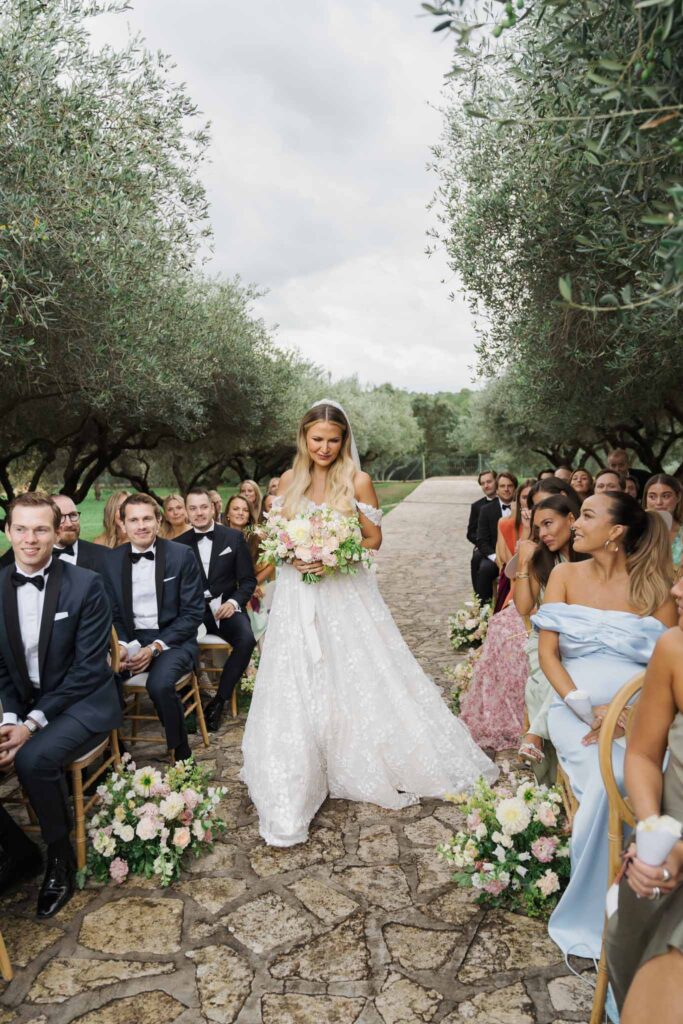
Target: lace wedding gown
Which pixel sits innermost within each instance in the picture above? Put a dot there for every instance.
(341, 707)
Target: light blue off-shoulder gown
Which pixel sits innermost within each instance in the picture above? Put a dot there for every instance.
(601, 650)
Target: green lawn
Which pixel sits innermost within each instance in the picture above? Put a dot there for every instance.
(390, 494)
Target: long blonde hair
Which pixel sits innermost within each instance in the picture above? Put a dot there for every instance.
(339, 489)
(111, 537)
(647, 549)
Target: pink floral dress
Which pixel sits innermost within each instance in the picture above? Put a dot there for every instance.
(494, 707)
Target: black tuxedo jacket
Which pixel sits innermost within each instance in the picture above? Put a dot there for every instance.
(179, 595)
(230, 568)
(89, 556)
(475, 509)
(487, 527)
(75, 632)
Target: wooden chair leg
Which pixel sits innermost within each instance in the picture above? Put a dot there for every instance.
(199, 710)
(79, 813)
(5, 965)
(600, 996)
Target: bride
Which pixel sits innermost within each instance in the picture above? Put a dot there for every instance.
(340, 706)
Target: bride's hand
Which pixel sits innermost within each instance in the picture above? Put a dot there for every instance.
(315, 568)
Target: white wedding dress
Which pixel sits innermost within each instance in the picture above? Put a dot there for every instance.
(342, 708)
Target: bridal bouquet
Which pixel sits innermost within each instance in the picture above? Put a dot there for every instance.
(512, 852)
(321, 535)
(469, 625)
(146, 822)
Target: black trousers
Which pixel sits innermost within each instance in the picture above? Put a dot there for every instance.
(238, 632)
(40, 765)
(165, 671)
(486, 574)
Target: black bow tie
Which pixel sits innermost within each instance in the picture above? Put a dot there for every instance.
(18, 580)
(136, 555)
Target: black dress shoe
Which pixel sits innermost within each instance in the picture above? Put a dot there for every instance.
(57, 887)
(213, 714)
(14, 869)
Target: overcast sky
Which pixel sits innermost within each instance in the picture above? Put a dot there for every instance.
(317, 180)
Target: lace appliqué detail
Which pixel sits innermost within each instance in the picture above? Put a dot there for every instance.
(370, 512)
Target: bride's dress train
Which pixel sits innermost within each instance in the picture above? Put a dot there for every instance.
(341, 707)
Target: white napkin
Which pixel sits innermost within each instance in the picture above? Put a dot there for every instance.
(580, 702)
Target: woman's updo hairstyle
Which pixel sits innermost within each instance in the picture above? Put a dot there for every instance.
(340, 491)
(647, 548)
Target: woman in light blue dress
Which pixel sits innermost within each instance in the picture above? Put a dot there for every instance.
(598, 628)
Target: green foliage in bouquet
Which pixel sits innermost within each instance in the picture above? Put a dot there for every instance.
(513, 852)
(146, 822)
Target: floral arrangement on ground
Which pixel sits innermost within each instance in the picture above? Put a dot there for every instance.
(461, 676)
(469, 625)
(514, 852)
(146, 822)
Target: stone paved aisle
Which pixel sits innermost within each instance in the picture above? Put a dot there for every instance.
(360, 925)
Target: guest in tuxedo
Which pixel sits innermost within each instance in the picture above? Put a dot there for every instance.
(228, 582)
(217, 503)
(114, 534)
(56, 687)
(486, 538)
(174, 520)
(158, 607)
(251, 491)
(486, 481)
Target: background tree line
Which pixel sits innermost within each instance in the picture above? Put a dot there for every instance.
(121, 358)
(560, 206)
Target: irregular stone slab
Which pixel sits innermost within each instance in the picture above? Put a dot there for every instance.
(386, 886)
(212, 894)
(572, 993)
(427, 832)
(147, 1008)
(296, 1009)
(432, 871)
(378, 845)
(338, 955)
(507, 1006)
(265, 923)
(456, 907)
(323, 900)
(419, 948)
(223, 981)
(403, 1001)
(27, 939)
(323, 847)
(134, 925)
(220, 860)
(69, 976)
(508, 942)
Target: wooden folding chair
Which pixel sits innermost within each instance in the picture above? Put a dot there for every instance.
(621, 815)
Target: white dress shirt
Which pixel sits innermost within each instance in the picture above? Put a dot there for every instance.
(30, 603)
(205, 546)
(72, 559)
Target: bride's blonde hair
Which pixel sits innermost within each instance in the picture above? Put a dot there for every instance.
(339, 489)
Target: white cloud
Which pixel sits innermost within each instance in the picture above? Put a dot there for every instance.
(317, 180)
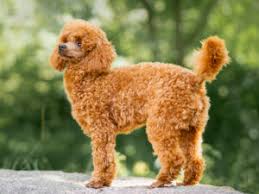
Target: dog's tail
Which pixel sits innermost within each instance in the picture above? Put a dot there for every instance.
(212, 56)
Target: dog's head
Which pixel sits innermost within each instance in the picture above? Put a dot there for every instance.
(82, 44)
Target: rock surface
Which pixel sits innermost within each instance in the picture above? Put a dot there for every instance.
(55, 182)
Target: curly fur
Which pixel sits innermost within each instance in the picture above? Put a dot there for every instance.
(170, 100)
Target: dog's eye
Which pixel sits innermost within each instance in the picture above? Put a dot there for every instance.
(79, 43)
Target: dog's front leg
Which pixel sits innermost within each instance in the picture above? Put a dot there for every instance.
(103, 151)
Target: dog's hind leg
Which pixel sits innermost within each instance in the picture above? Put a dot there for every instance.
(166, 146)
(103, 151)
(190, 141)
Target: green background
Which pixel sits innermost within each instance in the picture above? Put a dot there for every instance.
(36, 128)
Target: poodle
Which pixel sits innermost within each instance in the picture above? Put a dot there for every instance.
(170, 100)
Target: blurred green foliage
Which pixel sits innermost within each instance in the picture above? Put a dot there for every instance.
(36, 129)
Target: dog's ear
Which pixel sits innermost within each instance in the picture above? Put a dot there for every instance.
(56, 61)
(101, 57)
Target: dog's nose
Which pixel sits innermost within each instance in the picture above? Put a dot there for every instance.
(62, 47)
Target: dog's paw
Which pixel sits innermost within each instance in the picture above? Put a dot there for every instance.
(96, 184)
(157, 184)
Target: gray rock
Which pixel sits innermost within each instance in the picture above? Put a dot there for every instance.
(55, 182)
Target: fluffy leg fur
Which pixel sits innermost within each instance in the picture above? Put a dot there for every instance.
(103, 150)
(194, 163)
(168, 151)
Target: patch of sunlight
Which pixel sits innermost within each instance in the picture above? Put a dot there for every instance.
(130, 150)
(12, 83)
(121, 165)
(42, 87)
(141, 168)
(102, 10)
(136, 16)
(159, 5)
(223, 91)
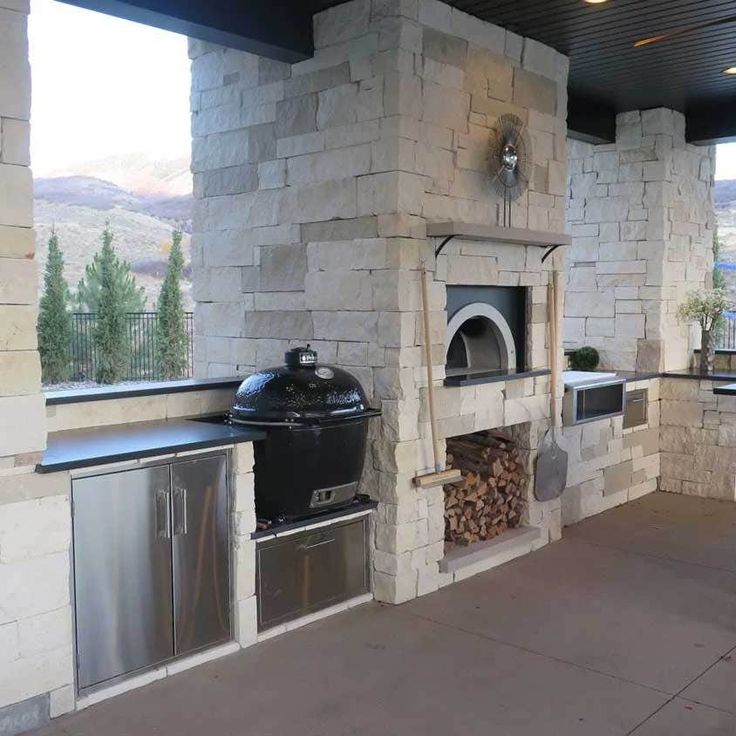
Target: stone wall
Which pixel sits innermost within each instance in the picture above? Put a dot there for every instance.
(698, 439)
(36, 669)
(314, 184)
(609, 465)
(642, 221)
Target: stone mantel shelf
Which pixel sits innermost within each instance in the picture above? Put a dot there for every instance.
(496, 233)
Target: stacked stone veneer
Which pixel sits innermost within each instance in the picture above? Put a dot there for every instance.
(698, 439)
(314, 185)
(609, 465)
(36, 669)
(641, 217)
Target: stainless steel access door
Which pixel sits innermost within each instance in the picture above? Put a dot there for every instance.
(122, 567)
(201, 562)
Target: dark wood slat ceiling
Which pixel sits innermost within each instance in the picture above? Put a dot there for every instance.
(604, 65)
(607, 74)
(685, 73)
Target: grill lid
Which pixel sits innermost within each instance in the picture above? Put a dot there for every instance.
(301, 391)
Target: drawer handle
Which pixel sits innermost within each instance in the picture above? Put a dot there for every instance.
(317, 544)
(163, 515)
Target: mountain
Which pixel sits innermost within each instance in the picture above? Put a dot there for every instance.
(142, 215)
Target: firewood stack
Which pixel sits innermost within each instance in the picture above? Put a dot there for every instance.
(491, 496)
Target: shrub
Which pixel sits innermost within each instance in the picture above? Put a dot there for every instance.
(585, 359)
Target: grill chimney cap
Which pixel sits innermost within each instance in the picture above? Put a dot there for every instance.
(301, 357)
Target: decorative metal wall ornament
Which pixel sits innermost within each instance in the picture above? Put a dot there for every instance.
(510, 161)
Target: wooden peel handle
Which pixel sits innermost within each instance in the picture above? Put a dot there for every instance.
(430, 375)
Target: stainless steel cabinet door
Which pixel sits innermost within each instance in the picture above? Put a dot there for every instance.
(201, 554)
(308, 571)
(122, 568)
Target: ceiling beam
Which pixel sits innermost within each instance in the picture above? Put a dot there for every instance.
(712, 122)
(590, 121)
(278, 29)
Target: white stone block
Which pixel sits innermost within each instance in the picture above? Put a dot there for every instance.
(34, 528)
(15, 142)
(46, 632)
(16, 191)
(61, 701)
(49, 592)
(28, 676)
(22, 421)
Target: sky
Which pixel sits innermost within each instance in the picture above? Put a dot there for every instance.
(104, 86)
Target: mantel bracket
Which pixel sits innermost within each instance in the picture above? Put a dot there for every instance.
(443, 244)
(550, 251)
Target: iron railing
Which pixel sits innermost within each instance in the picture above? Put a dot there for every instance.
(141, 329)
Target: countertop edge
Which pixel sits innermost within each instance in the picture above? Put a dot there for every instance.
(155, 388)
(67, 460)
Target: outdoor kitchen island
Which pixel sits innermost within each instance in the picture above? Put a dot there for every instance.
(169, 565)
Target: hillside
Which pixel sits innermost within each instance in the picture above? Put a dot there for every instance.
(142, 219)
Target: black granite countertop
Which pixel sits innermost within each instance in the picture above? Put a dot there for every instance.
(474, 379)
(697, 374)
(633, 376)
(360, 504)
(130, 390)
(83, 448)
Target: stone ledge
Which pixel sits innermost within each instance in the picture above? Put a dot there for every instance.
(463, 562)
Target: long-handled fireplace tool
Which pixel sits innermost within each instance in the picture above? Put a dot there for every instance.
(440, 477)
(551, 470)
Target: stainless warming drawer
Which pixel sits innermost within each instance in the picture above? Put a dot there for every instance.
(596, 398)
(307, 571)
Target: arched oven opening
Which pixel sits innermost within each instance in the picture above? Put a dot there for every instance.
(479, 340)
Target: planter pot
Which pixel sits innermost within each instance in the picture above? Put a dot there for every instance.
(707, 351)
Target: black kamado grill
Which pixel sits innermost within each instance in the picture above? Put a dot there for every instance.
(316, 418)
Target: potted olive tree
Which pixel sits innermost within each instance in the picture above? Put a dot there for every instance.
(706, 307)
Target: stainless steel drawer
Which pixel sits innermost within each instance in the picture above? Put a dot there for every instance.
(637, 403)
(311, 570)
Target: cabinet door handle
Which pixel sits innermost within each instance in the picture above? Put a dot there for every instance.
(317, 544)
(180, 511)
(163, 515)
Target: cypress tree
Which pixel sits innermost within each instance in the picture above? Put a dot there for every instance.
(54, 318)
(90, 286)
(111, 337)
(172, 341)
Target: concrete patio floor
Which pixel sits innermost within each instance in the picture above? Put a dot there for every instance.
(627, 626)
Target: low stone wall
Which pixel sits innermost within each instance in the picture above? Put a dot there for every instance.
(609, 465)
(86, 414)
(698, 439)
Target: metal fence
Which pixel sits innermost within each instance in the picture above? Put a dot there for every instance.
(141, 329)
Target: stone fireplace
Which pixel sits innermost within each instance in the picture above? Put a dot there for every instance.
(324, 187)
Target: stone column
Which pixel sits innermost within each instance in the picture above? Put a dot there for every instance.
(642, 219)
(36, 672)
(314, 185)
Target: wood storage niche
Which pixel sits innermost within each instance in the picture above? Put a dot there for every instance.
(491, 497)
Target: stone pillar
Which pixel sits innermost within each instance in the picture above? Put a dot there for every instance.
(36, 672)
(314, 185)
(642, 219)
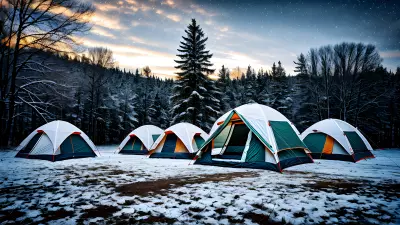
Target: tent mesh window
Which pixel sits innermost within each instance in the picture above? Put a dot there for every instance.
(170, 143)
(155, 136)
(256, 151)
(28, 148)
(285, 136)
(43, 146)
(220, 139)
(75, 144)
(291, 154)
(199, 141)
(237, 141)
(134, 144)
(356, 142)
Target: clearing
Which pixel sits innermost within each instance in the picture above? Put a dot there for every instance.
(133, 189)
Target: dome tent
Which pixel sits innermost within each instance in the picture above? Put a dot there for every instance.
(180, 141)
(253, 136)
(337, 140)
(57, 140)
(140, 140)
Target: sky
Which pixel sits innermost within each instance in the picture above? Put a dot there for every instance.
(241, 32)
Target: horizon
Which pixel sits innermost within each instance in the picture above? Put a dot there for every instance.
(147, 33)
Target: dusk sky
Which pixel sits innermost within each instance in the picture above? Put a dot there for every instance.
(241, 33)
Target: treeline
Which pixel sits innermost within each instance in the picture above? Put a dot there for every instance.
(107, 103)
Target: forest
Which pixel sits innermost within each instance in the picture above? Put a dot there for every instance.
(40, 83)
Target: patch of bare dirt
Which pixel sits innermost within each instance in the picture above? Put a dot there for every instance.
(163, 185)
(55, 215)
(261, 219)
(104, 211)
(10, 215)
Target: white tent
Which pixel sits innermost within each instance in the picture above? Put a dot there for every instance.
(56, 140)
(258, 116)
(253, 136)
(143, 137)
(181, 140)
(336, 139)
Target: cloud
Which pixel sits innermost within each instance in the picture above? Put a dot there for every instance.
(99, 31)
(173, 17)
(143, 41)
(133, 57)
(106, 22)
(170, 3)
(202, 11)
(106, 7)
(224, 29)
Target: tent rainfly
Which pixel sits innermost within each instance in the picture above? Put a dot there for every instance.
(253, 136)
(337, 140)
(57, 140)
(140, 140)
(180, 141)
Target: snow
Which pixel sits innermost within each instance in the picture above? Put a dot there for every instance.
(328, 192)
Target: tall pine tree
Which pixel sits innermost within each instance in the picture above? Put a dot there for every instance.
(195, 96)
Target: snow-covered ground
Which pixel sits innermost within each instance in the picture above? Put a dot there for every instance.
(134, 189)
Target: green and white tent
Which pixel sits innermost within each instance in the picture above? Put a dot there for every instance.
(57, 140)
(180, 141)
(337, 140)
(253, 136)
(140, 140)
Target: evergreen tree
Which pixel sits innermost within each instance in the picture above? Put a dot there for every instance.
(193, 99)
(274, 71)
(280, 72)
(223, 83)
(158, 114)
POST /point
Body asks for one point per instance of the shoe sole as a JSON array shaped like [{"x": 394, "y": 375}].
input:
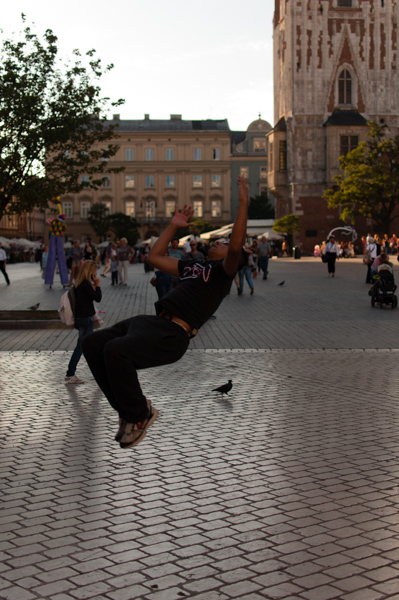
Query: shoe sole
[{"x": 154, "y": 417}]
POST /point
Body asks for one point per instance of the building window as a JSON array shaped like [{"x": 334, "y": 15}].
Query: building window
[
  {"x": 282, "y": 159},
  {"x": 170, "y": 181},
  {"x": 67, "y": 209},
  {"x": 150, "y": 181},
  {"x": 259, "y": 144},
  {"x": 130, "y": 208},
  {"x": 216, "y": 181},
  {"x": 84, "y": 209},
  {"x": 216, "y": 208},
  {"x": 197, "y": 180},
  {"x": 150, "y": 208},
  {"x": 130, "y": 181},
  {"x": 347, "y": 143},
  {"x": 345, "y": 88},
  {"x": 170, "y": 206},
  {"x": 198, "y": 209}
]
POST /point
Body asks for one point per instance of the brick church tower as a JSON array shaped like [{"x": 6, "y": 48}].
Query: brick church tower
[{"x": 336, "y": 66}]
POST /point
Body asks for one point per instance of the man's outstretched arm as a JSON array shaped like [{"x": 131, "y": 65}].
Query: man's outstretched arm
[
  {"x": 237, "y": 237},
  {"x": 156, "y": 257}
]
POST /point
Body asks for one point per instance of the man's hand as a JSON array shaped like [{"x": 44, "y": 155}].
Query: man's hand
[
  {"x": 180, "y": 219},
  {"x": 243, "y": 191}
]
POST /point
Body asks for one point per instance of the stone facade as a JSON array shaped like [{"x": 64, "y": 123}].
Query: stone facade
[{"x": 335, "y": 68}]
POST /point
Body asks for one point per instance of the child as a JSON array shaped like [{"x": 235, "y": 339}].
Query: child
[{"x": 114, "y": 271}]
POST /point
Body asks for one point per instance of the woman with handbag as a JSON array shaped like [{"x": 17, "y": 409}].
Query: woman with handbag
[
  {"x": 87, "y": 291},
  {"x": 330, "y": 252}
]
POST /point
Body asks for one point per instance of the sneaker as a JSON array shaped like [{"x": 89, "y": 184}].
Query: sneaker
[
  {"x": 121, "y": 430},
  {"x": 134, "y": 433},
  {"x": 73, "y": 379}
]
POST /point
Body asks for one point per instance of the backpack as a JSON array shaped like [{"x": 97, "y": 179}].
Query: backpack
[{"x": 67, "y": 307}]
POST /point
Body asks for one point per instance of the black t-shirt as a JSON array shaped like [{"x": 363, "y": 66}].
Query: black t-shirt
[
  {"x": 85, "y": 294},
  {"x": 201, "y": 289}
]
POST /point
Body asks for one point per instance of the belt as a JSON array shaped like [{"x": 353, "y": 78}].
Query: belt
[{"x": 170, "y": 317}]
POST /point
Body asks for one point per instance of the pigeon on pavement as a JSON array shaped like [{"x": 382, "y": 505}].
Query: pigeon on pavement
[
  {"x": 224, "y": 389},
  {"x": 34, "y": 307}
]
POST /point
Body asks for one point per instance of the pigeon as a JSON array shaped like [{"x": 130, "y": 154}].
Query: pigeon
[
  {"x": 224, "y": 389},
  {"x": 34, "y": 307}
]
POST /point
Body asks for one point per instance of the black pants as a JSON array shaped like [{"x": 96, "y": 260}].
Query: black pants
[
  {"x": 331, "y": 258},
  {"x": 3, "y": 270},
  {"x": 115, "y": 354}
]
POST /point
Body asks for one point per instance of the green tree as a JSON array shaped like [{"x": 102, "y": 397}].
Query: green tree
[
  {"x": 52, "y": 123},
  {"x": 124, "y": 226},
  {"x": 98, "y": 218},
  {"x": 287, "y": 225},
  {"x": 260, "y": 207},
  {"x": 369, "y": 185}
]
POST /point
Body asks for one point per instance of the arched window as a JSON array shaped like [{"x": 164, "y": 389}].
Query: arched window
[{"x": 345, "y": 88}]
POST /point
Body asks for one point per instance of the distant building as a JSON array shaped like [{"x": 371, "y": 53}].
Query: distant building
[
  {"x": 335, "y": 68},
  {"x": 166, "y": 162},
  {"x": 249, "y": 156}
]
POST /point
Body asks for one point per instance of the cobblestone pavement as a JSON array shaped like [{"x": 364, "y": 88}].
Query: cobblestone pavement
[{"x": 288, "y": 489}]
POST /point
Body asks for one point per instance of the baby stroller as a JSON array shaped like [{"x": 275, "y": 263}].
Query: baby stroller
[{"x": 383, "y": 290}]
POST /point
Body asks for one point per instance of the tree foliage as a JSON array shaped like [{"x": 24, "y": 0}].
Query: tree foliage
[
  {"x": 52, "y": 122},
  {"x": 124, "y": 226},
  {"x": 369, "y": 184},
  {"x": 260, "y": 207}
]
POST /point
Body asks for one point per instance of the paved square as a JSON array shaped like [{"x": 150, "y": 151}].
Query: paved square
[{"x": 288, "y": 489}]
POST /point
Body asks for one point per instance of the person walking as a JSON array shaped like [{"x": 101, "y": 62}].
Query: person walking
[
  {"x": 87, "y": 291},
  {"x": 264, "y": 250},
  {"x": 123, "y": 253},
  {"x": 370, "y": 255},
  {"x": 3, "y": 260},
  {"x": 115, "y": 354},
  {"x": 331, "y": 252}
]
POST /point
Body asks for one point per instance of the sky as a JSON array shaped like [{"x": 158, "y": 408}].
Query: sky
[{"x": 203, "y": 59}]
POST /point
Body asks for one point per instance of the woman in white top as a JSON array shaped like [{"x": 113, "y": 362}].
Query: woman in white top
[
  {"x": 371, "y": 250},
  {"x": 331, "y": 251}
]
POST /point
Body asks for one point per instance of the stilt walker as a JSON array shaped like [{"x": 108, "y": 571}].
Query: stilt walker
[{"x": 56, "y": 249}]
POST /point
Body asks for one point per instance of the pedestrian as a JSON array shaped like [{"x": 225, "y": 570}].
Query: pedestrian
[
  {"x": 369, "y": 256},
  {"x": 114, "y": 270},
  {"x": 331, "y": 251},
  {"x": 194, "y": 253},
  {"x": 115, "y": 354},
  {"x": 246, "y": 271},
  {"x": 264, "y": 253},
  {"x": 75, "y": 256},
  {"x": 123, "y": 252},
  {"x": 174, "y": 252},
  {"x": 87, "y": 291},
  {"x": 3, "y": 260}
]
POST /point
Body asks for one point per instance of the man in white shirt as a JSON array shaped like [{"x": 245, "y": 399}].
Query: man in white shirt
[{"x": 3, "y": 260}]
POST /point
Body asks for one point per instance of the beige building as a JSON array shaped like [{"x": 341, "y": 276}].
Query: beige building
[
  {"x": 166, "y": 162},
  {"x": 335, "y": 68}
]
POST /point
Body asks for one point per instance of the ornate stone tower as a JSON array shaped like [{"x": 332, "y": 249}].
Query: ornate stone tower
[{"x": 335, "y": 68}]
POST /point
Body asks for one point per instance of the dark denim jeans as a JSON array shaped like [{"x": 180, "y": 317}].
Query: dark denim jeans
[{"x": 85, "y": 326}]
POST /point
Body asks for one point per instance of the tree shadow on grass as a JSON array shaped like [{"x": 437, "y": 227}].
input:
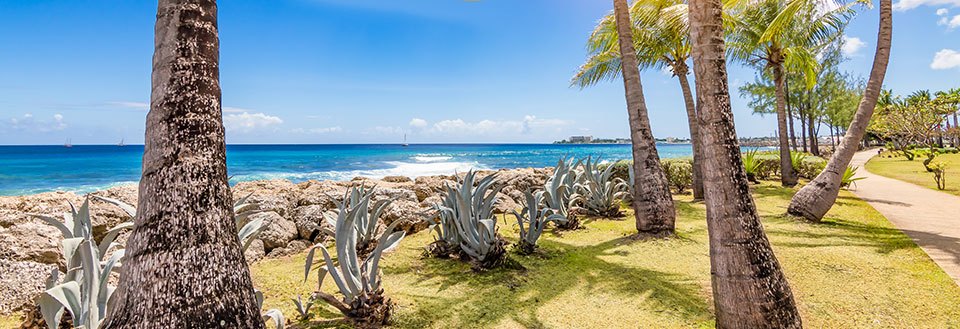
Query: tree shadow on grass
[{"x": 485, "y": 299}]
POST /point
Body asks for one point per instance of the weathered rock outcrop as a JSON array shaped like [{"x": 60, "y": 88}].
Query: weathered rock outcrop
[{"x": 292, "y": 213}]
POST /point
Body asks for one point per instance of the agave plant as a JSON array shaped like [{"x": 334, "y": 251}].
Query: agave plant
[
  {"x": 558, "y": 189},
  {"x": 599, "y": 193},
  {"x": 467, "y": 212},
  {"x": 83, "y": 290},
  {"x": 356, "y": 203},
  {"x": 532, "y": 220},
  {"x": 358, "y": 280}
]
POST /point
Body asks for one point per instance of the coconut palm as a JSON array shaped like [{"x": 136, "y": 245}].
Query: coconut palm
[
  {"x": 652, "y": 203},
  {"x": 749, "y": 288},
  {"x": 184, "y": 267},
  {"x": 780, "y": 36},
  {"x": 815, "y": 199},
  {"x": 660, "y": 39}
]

* [Your instructions]
In the records above, take every line from the opening one through the line with "Target: pink floral dress" and repeat it exactly; pictures are not part of the copy.

* [Task result]
Target: lace wedding gown
Which pixel sits innermost within each instance in the picture above? Put a dot there for every instance.
(341, 707)
Target: light blue off-shoulder gown
Which pixel sits innermost within each instance in the picture above? Put a dot there for every instance.
(601, 650)
Target: green lawn
Which pixel sits innermost within each instance in the picture above? Put a dot there for every instance.
(390, 494)
Target: long blonde hair
Which pixel sits innermost within each instance in the picture above? Put a dot there for every instance.
(339, 489)
(111, 537)
(647, 549)
Target: pink floral dress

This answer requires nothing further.